Task statement:
Write out the records word for word, from the start through the line with "0,215,7,226", and leave out the pictures.

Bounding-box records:
|---|
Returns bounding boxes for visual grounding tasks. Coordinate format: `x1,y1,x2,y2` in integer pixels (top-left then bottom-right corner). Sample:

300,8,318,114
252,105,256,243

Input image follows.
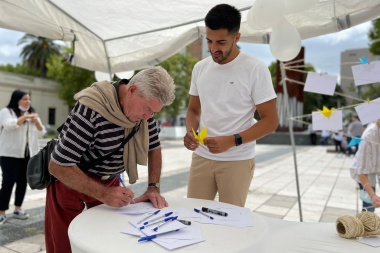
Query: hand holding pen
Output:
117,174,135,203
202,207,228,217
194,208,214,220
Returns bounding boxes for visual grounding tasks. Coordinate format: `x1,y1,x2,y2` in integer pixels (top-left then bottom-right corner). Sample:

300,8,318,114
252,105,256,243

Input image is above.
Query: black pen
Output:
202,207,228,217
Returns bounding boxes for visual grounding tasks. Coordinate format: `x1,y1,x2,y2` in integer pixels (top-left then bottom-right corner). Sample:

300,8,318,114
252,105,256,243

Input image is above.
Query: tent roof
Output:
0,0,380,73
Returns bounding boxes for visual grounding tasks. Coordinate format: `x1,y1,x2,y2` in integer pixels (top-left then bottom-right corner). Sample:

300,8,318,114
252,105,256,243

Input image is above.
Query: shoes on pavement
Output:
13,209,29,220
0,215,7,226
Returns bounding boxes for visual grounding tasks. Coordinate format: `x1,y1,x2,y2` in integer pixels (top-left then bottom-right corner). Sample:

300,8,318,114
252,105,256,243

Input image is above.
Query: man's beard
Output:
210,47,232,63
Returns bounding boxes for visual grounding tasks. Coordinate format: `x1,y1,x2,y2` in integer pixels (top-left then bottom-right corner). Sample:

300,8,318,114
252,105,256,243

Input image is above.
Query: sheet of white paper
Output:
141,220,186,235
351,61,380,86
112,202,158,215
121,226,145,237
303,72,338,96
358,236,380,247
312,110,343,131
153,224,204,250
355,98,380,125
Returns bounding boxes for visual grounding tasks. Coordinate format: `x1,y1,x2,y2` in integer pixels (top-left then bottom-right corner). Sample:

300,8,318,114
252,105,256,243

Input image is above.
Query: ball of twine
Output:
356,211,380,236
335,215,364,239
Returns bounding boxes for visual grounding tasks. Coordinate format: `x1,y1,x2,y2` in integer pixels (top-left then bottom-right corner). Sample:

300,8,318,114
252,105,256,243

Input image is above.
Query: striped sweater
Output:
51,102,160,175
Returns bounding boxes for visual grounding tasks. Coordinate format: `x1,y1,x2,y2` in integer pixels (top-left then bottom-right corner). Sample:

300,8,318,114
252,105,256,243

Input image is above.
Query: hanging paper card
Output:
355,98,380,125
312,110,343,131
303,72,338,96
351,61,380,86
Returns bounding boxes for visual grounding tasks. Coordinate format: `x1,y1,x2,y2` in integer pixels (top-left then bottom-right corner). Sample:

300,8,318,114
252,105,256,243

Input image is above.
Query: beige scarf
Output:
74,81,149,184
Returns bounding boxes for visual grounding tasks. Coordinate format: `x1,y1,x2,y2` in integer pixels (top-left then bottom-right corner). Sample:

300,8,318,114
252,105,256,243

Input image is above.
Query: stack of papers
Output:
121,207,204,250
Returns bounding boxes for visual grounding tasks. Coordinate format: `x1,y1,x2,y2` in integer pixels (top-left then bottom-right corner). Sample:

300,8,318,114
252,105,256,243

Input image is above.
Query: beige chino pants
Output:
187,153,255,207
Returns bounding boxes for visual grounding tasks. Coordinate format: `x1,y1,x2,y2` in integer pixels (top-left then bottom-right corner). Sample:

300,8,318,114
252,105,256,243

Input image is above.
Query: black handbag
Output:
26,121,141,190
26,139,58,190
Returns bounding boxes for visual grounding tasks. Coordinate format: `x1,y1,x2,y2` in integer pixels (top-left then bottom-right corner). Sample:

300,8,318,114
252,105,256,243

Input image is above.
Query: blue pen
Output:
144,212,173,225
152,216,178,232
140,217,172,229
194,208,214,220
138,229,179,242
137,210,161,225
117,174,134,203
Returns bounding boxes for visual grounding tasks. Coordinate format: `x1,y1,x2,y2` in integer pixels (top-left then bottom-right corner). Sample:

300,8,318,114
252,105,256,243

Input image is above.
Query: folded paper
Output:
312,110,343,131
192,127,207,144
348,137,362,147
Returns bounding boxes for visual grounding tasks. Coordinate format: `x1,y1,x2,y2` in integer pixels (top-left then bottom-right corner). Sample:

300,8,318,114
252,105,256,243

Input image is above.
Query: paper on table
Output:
|---|
Reply:
Returns bounding boxes for visual grounding tasks. Coordinate format: `x1,y1,x2,y2` in integer pixels (top-left then bottom-right corner). Sample:

300,8,318,114
252,105,256,243

Input image follows.
Query: hand holding pen
Output:
117,174,135,203
202,207,228,217
194,208,214,220
Returns bounding boxes for visual grounding tasks. Coordinate format: `x1,y1,x2,y2` in integer pixels (top-left then bottom-right corner). Sample:

300,8,318,114
252,105,256,243

Input image is above.
Query: black pen
Output:
202,207,228,217
Returns bounding boxes for visual grounding tasks. Coordinate format: `x1,y1,x2,y2` in integer pixels (top-left then bottom-right corner). Sample:

300,8,318,114
252,105,256,243

Input image is above.
Query: tent roof
Output:
0,0,380,73
Returns bounding boxes for visual grounding tasks. Coordinate format: `x1,y1,x2,y2` in integer pixels (top-left then bottom-right corner). Sample:

300,8,318,114
252,105,256,243

Input image is above.
Query: shoes on pavement
Output:
13,209,29,220
0,215,7,226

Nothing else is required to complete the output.